PROBLEM: Go through the records below and copy out every line that contains the word "pointer".

[Start of Attachment]

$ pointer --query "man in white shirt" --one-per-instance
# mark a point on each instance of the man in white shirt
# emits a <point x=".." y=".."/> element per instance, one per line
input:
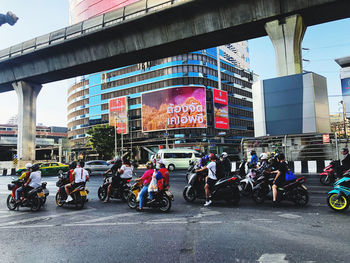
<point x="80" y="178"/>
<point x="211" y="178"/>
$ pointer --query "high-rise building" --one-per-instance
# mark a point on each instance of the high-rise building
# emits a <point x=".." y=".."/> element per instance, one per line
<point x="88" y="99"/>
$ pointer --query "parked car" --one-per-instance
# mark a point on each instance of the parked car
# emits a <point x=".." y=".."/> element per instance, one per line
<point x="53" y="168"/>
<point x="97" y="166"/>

[End of Attachment]

ANSWER SECTION:
$ pointer --query "man in white shirt" --one-per-instance
$ pointer --query "high-rise building" --one-per-instance
$ pointer --query "parked car" --one-per-instance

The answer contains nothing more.